* [AUSZUG]:
☆ ☆ ☆

27. Juli 2007

Rudy Giuliani: Mehr als ein Law-and-Order-Mann

Er hat mit seiner Politik der zero tolerance New York zu einer der sichersten Großstädte der Welt gemacht. Er hat sich nach dem Angriff vom 11. September mustergültig verhalten; den geschockten New Yorkern wieder Mut und Zuversicht gegeben, den Wiederaufbau organisiert.

Er wäre, falls er zum Präsidenten gewählt werden würde, der Garant dafür, daß Präsident Bushs erfolgreicher Kampf gegen den Terrorismus, der nach dem 11. September keinen einzigen weiteren Angriff auf die USA zugelassen hat, fortgeführt wird.

So kennt man ihn, Rudy Giuliani, den Law-and-Order- Mann. Aber das ist vielleicht nicht das, was seine wahre politische Bedeutung ausmacht.



In der letzten Sonntagsausgabe der "Los Angeles Times" schreibt Ronald Brownstein über "Giuliani, the federalist candidate".

Der Begriff "federalist" hat in der amerikanischen Verfassungs- Geschichte eine zentrale Bedeutung: Die "Federalist Papers", hauptsächlich verfaßt von Alexander Hamilton und James Madison, begleiteten die Ratifizierung der amerikanischen Verfassung in den Jahren 1787 und 1788. Nirgends wurden damals die Prinzipien einer liberalen, aus der Aufklärung hervorgegangenen Verfassung so eingehend und so hellsichtig diskutiert.

☆ ☆ ☆

* [Einträge aus einem Satz von Punktannotationen]:
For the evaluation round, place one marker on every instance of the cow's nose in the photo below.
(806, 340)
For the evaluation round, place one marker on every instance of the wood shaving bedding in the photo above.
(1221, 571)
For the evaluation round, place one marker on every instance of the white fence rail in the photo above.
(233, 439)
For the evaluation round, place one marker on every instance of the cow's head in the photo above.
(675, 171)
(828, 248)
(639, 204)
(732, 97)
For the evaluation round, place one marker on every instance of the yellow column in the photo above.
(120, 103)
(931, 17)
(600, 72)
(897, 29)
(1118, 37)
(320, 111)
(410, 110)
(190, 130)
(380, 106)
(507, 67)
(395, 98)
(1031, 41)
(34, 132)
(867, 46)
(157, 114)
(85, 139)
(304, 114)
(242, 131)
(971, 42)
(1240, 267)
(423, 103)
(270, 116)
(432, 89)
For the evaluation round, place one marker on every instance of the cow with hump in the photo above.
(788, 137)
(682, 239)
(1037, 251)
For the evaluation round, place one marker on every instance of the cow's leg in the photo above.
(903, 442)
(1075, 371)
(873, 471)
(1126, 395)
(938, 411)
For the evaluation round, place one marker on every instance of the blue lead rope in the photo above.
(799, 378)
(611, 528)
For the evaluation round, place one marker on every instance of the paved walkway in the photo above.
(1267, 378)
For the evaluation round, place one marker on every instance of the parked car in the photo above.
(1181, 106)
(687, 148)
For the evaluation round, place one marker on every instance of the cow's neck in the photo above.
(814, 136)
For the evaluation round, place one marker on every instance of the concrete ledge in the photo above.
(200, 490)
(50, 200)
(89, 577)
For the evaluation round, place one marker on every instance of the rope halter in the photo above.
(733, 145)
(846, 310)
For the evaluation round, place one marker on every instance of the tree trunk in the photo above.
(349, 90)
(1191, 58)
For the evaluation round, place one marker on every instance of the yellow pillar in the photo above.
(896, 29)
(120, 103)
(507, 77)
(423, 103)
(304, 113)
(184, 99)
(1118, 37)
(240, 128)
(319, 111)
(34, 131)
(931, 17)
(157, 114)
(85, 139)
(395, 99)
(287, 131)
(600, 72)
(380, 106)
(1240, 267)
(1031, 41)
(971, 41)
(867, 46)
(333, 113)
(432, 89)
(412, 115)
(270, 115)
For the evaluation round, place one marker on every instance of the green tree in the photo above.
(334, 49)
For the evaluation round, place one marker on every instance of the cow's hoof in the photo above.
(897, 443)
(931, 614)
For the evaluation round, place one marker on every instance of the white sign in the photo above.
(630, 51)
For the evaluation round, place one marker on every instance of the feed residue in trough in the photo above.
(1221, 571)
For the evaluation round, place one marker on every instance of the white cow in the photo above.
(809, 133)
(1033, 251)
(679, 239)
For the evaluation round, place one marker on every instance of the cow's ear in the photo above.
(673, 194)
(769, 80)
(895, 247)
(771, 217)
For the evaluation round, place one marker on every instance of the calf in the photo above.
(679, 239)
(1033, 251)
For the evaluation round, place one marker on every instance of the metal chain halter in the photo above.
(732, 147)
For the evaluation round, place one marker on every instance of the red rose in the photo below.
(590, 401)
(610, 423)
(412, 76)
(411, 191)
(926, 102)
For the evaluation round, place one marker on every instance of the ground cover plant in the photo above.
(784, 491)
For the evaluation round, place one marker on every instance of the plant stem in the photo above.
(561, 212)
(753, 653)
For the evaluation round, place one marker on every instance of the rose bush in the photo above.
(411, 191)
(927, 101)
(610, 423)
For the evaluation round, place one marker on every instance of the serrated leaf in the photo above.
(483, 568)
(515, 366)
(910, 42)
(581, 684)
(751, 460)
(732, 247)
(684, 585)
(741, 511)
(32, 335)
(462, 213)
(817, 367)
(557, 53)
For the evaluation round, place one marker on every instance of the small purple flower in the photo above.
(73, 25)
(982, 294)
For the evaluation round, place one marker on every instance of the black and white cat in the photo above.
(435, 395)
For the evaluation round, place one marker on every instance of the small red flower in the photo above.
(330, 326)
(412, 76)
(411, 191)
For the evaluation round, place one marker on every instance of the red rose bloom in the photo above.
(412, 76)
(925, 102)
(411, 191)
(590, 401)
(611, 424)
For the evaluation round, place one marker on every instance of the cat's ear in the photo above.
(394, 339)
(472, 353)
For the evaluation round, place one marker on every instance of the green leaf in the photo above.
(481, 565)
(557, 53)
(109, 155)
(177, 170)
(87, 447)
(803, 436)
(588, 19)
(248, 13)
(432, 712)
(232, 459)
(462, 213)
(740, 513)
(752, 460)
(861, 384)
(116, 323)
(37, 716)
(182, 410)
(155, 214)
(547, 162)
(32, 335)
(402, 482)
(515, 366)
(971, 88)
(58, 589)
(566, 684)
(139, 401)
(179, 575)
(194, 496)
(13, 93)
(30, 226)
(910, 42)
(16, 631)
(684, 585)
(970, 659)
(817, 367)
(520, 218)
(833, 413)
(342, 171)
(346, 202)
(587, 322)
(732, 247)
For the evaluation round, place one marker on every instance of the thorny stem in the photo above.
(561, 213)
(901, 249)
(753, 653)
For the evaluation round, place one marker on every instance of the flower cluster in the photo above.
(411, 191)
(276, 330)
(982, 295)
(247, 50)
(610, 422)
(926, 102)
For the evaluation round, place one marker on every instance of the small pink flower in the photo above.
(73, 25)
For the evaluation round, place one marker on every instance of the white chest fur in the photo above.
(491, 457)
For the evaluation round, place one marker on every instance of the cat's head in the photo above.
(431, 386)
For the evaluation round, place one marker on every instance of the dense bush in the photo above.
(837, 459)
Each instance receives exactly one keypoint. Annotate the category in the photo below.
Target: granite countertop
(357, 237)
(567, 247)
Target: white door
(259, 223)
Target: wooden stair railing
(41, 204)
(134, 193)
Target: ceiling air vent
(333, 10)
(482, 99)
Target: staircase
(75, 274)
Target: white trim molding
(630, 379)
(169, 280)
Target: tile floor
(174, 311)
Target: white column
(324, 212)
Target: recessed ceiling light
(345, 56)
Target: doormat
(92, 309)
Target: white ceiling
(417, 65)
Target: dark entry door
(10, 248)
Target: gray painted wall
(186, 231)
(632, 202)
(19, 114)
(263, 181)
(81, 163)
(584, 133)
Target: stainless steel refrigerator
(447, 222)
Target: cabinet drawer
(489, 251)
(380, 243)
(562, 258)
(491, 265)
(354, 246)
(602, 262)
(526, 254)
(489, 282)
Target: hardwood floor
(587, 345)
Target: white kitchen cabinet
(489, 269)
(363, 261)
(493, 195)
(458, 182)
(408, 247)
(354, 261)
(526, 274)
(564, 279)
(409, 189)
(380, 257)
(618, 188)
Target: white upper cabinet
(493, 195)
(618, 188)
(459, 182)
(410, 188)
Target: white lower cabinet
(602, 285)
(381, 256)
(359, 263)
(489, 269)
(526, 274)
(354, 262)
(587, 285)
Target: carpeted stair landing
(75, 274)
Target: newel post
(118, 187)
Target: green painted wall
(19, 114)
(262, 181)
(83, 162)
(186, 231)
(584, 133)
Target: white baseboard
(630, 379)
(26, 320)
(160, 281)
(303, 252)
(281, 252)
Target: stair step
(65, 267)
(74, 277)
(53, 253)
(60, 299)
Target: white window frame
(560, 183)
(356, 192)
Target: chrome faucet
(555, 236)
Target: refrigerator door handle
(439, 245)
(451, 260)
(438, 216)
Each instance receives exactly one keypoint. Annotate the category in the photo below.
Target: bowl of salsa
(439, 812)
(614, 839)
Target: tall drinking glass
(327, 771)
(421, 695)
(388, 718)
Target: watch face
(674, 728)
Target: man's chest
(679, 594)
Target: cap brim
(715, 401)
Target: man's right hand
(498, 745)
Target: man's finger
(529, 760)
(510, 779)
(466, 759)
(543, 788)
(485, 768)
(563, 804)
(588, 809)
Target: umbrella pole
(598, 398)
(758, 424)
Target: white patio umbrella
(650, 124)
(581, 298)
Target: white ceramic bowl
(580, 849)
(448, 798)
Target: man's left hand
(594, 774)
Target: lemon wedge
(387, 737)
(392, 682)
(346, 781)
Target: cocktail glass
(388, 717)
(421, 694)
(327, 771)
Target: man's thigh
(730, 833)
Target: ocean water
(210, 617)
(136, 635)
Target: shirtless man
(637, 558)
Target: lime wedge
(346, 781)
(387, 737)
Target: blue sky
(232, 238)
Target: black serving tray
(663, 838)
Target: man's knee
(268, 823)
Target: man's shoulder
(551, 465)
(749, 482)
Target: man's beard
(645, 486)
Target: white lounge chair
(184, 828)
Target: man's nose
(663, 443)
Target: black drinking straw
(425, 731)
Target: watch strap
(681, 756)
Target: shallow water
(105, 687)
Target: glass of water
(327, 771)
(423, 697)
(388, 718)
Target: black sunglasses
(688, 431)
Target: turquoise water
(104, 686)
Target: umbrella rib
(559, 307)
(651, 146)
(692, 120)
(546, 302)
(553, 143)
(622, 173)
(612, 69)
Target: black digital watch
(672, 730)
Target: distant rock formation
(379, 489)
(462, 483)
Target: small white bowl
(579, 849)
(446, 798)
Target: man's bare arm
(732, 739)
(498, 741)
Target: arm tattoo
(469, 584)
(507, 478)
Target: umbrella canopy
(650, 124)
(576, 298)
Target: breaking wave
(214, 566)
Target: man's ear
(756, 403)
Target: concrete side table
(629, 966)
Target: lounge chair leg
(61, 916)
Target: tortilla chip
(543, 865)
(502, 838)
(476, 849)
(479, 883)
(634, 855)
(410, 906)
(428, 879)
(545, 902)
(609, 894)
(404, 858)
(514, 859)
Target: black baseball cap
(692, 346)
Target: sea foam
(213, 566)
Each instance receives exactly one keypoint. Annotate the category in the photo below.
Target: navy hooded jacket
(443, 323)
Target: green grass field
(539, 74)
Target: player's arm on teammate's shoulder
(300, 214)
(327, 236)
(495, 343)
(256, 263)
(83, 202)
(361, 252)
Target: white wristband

☆ ☆ ☆

* [AUFGABEN]:
1) Kopieren Sie aus dem Text über Rudy Giuliani den Abschnitt, der mit den Worten „27. Juli 2007“ beginnt, und hören Sie nach den Worten „den Wiederaufbau organisiert.“ auf.
2) In welchen Jahren begleiteten die „Federalist Papers“ laut dem Text über Rudy Giuliani die Ratifizierung der amerikanischen Verfassung?
Die Liste hat nichts mit dem Text über Rudy Giuliani zu tun.

* [LÖSUNGEN JE AUFGABE]:
1)
27. Juli 2007

Rudy Giuliani: Mehr als ein Law-and-Order-Mann

Er hat mit seiner Politik der zero tolerance New York zu einer der sichersten Großstädte der Welt gemacht. Er hat sich nach dem Angriff vom 11. September mustergültig verhalten; den geschockten New Yorkern wieder Mut und Zuversicht gegeben, den Wiederaufbau organisiert.

2) In den Jahren 1787 und 1788.